EXTRACT PROVIDED ->
Start of Block

Ann Keeling discusses global health, noncommunicable diseases
Chief Executive, International Diabetes Federation; chair, NCD Alliance Steering Group
Today, there are 366 million people with diabetes and another 280 million at high risk of developing diabetes who would almost certainly go on to develop diabetes. The numbers in the trend are similar across the other four major NCDs.
I’m sorry, America. Diabetes is still rising here.But what we are seeing is three out of four people with NCDs are now living in low- and middle-income countries. And the fastest increases are in Africa, the Middle East and Southeast Asia. Our member associations on the ground see people with preventable cancers turned away from hospitals to die. Our association sees children with Type 1 diabetes in Africa who will die if they have no access to insulin. Yes, we need to find cures for diabetes, cancer, asthma, heart disease, but until we find those cures, we already know what to do. But over 100 million people are living today with NCDs, and they lack the medicines that they need to stay alive.

End of Block

LIST OF TASKS ->
1/ Decide whether each statement agrees with the remarks on noncommunicable diseases: (a) the remarks put today's number of people with diabetes at 366 million; (b) the remarks name Europe as a place with the fastest increases; (c) the remarks say two out of four people with NCDs live in low- and middle-income countries. Answer yes or no for each, quoting the deciding words.
2/ Pick up the remarks on noncommunicable diseases after their final sentence and continue them.

INPUT DATA ->

Start of Block

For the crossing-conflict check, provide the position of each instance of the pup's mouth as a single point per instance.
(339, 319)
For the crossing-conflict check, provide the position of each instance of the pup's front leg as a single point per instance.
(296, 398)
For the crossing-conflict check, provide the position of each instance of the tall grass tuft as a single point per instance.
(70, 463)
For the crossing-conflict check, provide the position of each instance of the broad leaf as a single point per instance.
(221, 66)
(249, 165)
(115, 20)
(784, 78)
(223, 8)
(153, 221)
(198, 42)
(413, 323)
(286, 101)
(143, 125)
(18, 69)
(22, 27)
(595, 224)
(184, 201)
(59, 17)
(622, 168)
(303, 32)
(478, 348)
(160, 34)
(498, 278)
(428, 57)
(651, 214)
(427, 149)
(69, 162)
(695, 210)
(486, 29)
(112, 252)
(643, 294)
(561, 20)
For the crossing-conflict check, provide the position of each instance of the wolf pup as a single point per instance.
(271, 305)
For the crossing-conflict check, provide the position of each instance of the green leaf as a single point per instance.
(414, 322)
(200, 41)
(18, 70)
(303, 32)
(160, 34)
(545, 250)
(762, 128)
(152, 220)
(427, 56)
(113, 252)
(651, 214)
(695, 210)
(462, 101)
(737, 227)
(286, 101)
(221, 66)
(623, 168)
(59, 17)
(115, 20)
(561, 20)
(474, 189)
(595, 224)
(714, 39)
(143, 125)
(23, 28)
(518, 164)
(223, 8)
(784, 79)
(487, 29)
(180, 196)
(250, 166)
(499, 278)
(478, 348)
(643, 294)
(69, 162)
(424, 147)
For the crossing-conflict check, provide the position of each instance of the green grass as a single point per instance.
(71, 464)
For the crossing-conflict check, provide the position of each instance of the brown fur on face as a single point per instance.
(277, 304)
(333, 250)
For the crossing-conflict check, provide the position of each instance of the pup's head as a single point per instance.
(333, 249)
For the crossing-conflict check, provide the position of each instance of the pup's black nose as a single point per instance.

End of Block

RESPONSES FOR EACH TASK ->
1/
(a) Yes: "Today, there are 366 million people with diabetes."
(b) No: "the fastest increases are in Africa, the Middle East and Southeast Asia."
(c) No: "three out of four people with NCDs are now living in low- and middle-income countries."

2/
Governments have a duty to lead, regulate and invest in the measures needed to prevent NCDs. It’s going to revolve around the way in which we build our cities, our transport systems, regulation of alcohol and tobacco.
Let’s ban tobacco. Governments have a duty to regulate on food content — sugar, salt, trans fats — [and] to regulate the marketing of food and alcohol to children.